• Aim of the task
Gather every line in the material below that contains the string "concrete" and list those lines.

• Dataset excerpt
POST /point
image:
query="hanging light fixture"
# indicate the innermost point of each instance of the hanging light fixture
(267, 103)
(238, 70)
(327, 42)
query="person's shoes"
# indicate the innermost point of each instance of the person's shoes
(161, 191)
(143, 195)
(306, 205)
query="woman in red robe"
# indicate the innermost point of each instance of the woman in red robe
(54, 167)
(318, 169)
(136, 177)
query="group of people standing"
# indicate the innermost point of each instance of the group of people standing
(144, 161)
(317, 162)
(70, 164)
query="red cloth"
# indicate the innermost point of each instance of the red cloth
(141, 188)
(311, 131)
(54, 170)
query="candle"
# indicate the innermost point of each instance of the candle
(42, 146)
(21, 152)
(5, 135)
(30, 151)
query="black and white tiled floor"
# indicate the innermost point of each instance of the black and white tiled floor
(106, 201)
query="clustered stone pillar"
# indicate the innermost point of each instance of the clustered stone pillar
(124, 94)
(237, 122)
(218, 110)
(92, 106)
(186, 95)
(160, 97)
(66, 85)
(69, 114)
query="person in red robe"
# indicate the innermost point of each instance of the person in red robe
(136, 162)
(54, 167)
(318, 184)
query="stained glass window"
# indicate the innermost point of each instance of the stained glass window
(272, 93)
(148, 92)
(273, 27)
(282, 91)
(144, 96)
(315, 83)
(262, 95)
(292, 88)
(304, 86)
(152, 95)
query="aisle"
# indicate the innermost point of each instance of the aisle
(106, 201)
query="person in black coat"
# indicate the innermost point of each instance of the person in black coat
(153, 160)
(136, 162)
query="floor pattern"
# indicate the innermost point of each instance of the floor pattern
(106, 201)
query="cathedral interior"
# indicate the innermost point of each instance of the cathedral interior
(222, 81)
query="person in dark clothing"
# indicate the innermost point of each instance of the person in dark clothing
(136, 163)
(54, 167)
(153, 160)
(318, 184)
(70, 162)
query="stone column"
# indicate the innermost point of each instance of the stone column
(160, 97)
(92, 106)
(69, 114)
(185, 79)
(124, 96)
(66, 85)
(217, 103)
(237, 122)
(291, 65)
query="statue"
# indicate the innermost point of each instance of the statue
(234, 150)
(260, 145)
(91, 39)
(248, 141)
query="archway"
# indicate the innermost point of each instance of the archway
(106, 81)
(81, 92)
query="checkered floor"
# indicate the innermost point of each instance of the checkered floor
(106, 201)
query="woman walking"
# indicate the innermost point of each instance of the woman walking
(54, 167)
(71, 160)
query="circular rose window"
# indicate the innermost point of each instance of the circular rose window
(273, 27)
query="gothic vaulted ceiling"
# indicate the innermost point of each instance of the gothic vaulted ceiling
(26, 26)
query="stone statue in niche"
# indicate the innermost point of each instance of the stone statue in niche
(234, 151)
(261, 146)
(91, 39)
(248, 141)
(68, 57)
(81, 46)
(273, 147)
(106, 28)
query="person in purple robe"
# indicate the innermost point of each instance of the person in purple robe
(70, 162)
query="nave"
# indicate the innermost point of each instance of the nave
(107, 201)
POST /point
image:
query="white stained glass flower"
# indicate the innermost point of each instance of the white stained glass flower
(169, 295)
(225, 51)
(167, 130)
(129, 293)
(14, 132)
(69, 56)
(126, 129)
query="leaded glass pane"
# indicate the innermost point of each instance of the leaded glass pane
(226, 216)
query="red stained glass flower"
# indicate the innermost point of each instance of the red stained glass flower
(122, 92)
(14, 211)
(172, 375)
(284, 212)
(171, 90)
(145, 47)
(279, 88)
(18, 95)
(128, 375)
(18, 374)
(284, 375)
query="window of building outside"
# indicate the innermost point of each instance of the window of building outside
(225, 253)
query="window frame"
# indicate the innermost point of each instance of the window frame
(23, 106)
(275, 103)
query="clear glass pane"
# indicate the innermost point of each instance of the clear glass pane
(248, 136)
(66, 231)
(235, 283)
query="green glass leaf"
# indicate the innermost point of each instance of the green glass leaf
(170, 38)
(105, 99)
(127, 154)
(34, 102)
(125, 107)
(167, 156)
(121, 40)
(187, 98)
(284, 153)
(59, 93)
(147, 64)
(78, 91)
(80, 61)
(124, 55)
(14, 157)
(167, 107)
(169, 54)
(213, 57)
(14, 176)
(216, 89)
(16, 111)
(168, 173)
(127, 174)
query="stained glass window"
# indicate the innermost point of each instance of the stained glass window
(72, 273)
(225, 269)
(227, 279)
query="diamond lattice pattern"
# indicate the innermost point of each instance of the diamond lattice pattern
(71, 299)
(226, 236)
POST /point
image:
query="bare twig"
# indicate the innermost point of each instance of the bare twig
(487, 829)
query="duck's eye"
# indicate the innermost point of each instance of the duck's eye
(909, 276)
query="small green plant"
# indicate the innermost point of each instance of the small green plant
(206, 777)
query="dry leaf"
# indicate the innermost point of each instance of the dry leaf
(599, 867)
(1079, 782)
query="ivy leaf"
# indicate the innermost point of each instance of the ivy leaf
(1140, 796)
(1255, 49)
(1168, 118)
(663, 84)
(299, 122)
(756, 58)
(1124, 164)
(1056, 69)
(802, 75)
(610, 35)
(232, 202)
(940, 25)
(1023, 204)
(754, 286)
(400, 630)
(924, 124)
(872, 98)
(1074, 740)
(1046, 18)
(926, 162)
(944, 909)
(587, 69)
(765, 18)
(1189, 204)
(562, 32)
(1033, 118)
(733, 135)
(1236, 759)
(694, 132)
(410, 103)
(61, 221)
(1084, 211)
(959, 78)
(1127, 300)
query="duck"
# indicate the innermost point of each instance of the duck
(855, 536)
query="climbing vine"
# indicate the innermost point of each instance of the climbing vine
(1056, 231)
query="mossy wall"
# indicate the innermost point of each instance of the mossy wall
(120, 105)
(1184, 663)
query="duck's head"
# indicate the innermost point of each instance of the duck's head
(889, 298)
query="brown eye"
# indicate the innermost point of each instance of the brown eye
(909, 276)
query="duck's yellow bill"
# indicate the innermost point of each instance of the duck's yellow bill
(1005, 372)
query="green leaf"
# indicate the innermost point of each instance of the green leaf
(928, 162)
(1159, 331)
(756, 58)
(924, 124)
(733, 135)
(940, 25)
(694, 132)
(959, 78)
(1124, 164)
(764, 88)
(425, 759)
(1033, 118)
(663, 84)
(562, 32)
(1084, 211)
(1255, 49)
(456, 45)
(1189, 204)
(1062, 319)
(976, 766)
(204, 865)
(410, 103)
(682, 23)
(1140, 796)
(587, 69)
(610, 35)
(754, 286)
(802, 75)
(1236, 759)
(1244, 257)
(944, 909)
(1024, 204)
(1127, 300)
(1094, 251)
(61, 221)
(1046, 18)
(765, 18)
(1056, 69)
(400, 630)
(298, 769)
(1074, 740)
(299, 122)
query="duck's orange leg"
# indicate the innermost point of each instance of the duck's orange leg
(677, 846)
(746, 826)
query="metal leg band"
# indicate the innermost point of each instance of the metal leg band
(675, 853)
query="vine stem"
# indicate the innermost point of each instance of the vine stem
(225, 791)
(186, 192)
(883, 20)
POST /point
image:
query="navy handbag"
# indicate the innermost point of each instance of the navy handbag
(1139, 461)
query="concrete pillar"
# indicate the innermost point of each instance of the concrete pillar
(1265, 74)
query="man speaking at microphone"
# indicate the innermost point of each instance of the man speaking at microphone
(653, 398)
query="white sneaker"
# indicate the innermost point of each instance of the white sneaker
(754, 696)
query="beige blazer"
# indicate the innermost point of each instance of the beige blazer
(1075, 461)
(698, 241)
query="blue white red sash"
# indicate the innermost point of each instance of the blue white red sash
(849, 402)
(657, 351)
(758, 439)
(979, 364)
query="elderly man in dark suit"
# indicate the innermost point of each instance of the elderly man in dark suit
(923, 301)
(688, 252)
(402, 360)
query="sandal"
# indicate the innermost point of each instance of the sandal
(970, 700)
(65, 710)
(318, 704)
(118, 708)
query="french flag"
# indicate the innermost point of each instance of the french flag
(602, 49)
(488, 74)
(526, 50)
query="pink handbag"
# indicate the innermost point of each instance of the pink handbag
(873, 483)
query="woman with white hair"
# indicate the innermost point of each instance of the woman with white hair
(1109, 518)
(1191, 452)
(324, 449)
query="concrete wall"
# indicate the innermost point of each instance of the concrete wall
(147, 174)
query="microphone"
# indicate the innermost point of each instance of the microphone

• Exercise result
query="concrete pillar"
# indicate the innermost point of each instance of the concrete pillar
query="concrete wall"
# indicate the innermost point of each instance of the concrete wall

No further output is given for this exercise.